### [Text segment]
Filter Image Using Median Blur
SUMMARY
Filter Image Using Median Blur Filter applies median blur to reduce salt-and-pepper noise.
Median blur replaces each pixel with the median of its neighborhood, effectively removing impulse noise while preserving edges. This non-linear filter is particularly effective at removing isolated noise pixels (salt-and-pepper noise) without significantly blurring edges, making it ideal for cleaning up noisy images before further processing.
Use this Skill when you want to remove salt-and-pepper noise while preserving edges.
The Skill
from telekinesis import pupil
filtered_image = pupil.filter_image_using_median_blur(
image=image,
kernel_size=5,
)Example
Input Image
Original image with salt-and-pepper noise
Filtered Image
Filtered image with kernel_size=5 - noise removed, edges preserved
The Code
from telekinesis import pupil
from datatypes import io
import pathlib
from loguru import logger
DATA_DIR = pathlib.Path("path/to/telekinesis-data")

(Location identification entries)
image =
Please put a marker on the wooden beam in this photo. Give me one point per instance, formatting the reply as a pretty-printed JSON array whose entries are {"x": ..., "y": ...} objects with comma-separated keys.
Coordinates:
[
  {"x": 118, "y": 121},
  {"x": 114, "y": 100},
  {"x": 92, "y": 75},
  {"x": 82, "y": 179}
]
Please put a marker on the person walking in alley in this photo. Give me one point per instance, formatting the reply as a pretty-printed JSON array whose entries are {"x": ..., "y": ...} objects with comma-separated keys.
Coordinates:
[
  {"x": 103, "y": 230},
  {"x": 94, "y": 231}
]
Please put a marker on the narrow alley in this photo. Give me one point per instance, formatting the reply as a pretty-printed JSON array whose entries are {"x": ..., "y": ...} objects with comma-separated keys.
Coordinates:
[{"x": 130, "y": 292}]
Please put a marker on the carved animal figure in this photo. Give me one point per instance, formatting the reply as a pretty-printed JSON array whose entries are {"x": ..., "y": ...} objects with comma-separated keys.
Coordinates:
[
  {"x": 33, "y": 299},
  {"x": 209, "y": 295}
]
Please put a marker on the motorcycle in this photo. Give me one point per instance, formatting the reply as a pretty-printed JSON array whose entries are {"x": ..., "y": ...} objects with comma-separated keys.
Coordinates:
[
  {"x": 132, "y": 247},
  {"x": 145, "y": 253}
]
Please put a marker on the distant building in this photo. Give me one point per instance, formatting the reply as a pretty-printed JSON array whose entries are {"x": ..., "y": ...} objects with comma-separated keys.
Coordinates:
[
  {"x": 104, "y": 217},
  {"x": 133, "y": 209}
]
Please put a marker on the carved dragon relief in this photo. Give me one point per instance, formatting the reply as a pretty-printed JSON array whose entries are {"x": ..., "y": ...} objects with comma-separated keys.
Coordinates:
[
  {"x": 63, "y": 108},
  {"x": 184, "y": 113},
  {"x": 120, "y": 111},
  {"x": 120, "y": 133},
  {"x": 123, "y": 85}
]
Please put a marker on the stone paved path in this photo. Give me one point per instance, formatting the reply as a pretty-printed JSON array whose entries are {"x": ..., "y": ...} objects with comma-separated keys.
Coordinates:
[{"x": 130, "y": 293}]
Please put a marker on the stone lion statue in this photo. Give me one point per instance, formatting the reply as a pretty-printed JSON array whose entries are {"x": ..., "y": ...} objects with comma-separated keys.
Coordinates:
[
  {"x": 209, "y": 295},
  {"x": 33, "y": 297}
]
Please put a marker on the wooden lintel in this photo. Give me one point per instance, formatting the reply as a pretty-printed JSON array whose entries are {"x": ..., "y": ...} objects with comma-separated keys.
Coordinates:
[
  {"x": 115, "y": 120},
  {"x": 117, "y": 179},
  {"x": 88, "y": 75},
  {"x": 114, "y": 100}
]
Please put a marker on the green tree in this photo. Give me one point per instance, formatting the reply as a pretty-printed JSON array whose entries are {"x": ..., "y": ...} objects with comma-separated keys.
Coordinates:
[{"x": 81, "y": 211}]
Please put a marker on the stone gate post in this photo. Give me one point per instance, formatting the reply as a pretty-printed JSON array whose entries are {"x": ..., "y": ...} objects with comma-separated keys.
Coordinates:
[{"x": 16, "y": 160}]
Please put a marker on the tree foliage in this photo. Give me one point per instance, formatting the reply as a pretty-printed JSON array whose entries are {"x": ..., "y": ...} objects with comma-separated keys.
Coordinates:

### [Your tasks]
**1.** In the median blur page, what value replaces each pixel?
**2.** List every line of the listing that contains the string "stone", and treat case as significant.

### [Answers]
**1.** The median of its neighborhood.

**2.**
Please put a marker on the stone paved path in this photo. Give me one point per instance, formatting the reply as a pretty-printed JSON array whose entries are {"x": ..., "y": ...} objects with comma-separated keys.
Please put a marker on the stone lion statue in this photo. Give me one point per instance, formatting the reply as a pretty-printed JSON array whose entries are {"x": ..., "y": ...} objects with comma-separated keys.
Please put a marker on the stone gate post in this photo. Give me one point per instance, formatting the reply as a pretty-printed JSON array whose entries are {"x": ..., "y": ...} objects with comma-separated keys.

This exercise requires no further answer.